-- Work item --
Repeat the lines below exactly as they appear, but leave out the images.

-- Task data --
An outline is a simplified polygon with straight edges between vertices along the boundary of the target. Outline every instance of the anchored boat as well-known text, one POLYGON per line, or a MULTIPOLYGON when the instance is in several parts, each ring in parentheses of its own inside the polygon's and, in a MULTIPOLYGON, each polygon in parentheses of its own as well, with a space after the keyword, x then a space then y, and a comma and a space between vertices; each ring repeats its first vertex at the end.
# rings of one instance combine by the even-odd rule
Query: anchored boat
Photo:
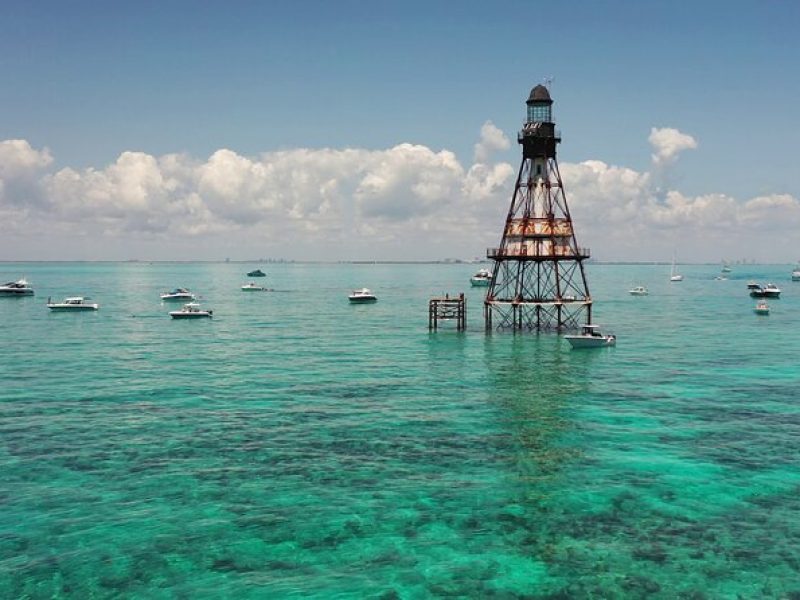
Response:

-- Exercise solution --
An outline is a simplified polygon with straight edges between vertices along the boundary of the target. Outline every instance of the anchored boat as well-known text, one POLYGON per line, or a MULTIPOLYGON when the instance is in several parts, each ring in parentheses of its own inside the polygon's and, in a MULTIPOLYGON, each polygon in parentheses of its own as well, with a space after the keyword, x then a space then y, and a comma and a space between vertices; each ring repeats its first vertex at the end.
# rings of one instance combine by the even-odd rule
Query: anchored boat
Photo:
Response:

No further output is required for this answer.